• [Labeled region records]
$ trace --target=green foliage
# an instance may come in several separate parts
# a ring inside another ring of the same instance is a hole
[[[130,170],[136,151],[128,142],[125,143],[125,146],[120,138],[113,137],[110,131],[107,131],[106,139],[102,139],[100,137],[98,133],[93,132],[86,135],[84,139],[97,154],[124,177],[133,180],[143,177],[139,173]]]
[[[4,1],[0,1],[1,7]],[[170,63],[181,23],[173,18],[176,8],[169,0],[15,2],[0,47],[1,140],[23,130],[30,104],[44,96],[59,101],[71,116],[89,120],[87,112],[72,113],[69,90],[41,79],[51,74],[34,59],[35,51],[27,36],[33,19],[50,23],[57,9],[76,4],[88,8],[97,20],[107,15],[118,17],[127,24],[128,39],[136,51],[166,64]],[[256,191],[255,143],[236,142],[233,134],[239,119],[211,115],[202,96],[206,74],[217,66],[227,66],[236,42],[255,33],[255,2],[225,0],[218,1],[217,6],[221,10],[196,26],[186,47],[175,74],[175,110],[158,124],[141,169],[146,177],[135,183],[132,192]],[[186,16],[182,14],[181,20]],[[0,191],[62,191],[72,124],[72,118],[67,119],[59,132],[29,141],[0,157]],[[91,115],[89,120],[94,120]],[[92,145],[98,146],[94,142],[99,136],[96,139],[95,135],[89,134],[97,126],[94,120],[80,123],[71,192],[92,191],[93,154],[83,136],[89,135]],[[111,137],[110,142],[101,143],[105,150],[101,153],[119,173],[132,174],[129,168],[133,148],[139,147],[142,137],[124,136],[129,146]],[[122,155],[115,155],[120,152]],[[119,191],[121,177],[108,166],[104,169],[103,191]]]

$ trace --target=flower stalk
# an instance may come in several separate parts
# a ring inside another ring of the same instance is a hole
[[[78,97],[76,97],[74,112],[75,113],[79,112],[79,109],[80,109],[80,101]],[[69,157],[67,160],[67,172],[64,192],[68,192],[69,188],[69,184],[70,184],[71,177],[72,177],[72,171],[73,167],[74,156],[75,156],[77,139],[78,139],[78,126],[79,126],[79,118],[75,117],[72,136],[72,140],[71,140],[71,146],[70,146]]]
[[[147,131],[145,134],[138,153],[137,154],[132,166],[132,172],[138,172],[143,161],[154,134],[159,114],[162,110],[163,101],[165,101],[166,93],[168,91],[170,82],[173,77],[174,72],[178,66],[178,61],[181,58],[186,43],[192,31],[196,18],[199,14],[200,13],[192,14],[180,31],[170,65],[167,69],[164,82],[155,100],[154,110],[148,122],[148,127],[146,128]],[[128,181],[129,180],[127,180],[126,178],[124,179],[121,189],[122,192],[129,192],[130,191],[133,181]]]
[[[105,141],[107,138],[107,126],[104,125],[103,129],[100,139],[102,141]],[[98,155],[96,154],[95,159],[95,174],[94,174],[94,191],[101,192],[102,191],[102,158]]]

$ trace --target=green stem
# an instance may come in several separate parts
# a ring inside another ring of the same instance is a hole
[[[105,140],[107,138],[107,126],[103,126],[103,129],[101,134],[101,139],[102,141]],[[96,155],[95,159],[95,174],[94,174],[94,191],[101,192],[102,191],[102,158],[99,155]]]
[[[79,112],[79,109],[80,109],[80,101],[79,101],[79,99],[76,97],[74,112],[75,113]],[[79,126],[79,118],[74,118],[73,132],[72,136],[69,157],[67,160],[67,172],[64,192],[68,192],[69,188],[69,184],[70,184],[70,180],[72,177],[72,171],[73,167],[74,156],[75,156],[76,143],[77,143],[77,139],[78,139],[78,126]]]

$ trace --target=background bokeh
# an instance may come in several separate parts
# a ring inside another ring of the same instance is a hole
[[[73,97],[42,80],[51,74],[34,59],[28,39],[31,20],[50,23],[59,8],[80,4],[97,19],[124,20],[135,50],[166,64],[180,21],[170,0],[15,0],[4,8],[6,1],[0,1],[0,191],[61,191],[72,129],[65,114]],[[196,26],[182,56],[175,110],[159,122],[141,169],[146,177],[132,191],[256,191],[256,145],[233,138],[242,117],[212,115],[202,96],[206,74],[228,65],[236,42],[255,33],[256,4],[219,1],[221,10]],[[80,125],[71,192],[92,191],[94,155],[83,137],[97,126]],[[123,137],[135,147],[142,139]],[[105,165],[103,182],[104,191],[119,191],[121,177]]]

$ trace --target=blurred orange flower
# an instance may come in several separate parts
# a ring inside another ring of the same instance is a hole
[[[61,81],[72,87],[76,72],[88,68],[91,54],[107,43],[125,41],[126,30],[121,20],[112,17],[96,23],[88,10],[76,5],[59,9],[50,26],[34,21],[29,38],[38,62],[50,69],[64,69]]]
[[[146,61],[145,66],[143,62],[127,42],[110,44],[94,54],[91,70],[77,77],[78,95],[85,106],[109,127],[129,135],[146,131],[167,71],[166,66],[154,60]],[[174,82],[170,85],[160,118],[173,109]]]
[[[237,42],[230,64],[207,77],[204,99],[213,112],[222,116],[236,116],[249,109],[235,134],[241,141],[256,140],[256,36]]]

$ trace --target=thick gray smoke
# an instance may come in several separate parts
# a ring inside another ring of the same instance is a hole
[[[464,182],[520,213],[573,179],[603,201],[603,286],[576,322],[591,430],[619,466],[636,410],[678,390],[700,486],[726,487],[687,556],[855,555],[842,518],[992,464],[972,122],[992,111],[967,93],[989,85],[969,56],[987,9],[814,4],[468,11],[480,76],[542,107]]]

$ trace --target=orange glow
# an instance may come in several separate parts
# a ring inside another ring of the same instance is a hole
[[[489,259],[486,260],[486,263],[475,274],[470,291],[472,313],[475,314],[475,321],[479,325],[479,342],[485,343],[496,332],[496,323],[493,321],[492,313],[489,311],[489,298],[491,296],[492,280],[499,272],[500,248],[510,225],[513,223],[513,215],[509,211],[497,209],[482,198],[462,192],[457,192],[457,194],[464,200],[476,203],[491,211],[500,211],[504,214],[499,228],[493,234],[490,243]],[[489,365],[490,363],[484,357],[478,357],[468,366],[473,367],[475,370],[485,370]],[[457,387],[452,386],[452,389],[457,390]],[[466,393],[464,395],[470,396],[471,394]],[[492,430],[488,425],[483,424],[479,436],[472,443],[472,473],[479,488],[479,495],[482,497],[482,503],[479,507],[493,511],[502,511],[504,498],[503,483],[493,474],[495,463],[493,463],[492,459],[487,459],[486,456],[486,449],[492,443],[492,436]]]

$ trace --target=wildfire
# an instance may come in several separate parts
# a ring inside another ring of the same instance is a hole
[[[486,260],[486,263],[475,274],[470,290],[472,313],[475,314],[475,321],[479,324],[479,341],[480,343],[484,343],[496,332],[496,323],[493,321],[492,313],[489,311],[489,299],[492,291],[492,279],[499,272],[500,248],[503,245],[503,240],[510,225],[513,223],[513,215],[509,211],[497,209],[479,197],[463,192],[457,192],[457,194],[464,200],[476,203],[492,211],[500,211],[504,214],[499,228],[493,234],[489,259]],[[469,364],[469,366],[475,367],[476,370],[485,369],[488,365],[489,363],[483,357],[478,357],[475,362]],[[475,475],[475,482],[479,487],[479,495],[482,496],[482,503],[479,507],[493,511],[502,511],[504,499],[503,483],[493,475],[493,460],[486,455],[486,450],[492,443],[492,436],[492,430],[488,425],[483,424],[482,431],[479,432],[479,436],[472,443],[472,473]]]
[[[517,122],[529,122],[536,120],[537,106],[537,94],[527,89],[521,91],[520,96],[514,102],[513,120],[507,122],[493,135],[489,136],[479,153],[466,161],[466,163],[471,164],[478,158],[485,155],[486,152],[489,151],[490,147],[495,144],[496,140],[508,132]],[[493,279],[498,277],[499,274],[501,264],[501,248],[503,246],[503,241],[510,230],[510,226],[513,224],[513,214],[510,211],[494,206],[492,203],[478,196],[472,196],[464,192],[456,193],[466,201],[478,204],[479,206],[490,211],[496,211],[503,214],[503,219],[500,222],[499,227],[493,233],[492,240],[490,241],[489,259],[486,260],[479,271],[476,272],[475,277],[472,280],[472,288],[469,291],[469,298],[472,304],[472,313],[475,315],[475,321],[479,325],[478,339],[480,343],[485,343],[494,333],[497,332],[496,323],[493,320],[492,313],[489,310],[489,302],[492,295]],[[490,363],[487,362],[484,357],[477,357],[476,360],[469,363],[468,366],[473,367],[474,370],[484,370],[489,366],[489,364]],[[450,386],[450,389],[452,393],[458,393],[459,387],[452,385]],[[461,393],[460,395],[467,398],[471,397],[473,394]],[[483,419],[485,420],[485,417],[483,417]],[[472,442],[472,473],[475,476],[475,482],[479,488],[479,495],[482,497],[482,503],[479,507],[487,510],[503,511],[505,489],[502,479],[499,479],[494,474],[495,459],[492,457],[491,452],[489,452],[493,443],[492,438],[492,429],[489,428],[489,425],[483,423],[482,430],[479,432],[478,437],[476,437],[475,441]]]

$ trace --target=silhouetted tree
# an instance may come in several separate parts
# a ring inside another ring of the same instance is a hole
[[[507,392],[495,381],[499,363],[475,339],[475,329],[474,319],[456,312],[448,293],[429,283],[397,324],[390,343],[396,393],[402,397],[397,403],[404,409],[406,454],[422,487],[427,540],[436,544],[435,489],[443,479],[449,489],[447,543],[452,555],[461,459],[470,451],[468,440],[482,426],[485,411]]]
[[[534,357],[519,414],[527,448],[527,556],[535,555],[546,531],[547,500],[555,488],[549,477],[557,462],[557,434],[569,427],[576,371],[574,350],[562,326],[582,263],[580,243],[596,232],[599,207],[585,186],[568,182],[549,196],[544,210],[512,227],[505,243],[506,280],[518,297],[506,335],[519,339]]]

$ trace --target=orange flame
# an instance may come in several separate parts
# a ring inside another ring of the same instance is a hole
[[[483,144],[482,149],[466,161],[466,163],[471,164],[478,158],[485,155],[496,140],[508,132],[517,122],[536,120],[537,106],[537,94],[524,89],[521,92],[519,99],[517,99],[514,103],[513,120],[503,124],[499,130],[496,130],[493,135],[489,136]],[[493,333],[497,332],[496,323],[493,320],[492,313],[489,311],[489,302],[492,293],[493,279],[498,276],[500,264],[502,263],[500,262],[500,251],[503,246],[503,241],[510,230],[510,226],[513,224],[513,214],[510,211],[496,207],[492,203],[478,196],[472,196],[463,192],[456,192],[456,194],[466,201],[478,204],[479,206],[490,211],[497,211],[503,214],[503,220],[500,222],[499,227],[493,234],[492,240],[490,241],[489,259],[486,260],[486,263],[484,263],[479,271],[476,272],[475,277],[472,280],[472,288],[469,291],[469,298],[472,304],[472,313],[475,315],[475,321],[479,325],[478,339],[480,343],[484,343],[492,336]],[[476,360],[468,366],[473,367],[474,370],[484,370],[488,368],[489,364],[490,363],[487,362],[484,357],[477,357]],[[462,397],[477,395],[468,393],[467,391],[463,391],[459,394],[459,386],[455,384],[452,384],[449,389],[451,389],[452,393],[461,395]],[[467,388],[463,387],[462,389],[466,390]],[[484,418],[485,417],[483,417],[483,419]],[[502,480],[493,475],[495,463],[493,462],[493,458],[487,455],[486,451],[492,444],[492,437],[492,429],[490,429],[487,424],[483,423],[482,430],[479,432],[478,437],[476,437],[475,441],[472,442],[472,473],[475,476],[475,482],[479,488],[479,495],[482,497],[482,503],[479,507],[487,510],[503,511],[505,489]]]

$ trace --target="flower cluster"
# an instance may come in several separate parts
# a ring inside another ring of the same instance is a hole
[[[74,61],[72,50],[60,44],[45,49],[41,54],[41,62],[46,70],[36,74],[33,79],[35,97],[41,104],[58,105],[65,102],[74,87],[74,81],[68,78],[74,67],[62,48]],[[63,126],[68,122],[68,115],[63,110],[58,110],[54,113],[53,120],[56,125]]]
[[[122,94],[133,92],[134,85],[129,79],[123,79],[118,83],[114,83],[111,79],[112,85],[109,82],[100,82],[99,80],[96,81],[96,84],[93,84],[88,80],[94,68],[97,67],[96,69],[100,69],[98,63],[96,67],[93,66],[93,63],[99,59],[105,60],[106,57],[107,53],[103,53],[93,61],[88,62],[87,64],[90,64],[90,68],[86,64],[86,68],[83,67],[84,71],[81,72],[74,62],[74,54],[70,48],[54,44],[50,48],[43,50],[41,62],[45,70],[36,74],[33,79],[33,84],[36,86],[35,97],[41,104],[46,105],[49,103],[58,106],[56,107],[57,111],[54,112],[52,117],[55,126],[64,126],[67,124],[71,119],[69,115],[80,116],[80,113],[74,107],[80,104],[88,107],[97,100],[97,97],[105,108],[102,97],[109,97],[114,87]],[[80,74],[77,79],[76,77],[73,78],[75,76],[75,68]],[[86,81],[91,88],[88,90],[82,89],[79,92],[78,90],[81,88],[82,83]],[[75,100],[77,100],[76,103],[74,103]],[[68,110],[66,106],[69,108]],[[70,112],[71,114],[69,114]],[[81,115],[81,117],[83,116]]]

• [Given instruction] Please work out how many of the lines above contain the string "trace", treating uppercase and lowercase as different, and give only the number.

• [The reply] 11